Exercise material START

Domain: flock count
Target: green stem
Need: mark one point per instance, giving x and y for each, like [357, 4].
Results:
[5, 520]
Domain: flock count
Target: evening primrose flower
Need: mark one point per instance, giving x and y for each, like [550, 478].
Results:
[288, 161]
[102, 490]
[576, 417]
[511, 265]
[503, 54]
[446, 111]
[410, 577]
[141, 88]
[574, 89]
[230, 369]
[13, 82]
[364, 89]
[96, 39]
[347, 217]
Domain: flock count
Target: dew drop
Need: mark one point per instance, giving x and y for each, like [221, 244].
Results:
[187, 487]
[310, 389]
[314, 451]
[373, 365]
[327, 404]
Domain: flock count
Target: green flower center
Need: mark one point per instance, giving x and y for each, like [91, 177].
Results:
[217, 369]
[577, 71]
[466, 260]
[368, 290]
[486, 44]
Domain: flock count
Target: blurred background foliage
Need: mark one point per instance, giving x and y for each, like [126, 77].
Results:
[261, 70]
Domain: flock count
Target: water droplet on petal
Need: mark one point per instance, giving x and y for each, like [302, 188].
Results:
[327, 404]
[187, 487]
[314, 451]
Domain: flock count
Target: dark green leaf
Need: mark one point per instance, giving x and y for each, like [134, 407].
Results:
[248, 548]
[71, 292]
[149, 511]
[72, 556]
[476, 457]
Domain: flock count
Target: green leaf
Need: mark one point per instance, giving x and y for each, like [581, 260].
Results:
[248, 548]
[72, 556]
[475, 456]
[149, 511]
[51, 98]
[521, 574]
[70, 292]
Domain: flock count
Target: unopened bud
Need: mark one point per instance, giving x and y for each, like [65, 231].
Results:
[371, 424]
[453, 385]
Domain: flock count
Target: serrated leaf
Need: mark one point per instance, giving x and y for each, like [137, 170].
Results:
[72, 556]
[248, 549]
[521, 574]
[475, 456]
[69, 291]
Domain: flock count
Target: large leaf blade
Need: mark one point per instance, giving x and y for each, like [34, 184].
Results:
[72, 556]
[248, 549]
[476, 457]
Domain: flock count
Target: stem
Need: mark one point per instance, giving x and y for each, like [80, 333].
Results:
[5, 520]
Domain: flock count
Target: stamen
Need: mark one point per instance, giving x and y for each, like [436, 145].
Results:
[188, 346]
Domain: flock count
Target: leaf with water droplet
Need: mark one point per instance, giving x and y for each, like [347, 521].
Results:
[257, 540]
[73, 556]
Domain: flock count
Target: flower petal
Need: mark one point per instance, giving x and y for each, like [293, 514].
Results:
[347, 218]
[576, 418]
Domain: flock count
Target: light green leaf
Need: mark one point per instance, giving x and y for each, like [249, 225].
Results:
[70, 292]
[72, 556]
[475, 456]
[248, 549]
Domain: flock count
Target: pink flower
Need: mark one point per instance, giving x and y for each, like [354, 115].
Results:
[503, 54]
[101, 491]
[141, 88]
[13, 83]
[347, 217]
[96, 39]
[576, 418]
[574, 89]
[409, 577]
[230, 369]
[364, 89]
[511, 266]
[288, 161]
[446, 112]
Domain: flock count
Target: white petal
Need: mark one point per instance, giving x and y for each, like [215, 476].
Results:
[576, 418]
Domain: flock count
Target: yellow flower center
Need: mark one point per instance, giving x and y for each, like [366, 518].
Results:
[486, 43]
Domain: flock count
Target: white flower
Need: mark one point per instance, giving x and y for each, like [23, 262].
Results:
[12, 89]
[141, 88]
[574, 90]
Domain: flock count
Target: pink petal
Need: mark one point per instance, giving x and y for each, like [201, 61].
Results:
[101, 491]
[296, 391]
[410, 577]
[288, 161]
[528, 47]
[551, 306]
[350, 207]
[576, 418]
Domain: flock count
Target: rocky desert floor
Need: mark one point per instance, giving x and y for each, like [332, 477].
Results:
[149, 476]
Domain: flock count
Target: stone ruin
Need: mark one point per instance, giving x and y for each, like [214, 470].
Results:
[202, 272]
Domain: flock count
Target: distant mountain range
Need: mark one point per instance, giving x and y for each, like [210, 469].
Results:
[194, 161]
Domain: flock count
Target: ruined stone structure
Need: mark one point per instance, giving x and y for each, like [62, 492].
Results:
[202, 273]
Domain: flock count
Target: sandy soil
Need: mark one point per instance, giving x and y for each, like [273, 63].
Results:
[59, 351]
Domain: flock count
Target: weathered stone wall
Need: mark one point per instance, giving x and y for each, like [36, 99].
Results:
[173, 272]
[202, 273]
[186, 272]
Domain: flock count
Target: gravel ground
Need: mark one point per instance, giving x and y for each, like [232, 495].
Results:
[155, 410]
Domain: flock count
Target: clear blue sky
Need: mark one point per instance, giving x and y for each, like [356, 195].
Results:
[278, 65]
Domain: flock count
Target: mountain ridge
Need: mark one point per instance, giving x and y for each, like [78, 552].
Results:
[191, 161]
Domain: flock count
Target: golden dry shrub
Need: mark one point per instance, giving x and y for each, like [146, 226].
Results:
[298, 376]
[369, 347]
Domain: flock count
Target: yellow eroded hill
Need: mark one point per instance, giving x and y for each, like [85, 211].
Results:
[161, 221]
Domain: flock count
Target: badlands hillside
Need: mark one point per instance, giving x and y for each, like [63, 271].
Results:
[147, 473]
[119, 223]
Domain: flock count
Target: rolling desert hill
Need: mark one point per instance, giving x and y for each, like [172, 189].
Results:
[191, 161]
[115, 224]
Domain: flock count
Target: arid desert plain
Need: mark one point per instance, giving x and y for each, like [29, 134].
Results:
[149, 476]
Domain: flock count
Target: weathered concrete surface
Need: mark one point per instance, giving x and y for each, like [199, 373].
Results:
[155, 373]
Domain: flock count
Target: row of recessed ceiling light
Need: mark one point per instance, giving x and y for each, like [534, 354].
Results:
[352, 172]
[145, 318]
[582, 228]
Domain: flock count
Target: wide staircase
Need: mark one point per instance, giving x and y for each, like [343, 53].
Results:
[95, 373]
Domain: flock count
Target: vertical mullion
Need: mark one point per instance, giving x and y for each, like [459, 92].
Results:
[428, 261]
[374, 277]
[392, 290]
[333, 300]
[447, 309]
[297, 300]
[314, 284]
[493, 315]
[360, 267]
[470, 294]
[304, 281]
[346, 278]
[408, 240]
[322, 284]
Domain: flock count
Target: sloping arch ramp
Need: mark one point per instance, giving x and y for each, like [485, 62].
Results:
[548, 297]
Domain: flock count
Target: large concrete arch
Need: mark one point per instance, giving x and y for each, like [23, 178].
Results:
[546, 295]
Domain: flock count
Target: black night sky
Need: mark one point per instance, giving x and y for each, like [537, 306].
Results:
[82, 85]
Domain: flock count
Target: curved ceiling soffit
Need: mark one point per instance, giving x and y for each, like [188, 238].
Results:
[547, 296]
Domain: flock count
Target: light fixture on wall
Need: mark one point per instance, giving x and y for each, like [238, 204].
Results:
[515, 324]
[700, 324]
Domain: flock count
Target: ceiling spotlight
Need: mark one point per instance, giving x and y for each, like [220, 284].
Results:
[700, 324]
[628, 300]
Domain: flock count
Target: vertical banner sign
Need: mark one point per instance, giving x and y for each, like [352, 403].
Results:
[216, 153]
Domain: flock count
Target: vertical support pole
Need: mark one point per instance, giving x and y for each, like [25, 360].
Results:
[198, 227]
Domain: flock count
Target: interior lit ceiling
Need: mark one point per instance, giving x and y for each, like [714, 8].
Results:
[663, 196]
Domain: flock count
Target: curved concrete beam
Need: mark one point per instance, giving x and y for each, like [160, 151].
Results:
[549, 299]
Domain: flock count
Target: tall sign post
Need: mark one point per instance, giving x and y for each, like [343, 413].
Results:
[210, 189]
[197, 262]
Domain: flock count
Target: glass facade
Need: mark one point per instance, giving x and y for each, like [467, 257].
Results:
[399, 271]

Exercise material END

Work instruction: Your task for the entries above: copy exactly the span starting with the line with "Target: flower petal" and going on through the line with "Target: white flower", both lines included, and nothing else.

Problem solution:
Target: flower petal
Need: mark one point per instance, giving x and y for each, like [293, 514].
Results:
[347, 218]
[576, 418]
Domain: flock count
Target: light green leaf
Need: mark one point per instance, giving x and y for each, like [249, 225].
Results:
[70, 292]
[72, 556]
[475, 456]
[248, 549]
Domain: flock count
Target: pink flower
Need: mark one point per instance, giving x and y for each, like [354, 115].
Results:
[503, 54]
[101, 491]
[141, 88]
[13, 83]
[347, 217]
[96, 39]
[576, 418]
[574, 89]
[409, 577]
[230, 369]
[364, 89]
[511, 266]
[288, 161]
[446, 112]
Domain: flock count
Target: white petal
Need: mark one point per instance, giving x and y for each, like [215, 476].
Results:
[576, 418]
Domain: flock count
Target: yellow flower center
Need: mark one point per instance, giving x and y for each, like [366, 518].
Results:
[486, 43]
Domain: flock count
Target: white flower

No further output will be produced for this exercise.